“Daschanichsoschön”, das ist die Universalwendung, die die langhaarig-blonde Eppendorferin gebraucht (für die Kölner: das ist ein Hamburger Stadtteil, der zu den sogenannten “gehobenen” zählt, viel Altbausubstanz und hohe SUV-Dichte), wenn sie von immensen Schicksalschlägen erfährt, sei es ein Todesfall, eine Naturkatastrophe oder ein Reaktorunfall. Ekstatischer wird es dann allenfalls noch durch eine leicht gekräuselte Augenbraue. Mit überschwänglicher Emotionalität hat es der Hanseat eben nicht so. Und ein Dom fehlt auch, und zwar ein Echter, nicht so einen Rummelplatz mit seinen Juxbuden, der alle Vierteljahre auf dem Heiligengeistfeld gastiert.

_Daten_.
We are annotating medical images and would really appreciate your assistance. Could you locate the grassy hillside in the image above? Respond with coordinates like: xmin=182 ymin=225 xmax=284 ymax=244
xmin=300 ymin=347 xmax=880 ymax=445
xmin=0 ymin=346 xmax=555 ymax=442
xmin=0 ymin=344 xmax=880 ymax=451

_Aufgabe_.
Wie oft gastiert laut Lesetext der Rummelplatz auf dem Heiligengeistfeld? Die Auflistung wird hierfür nicht gebraucht.

_Antwort_.
Alle Vierteljahre.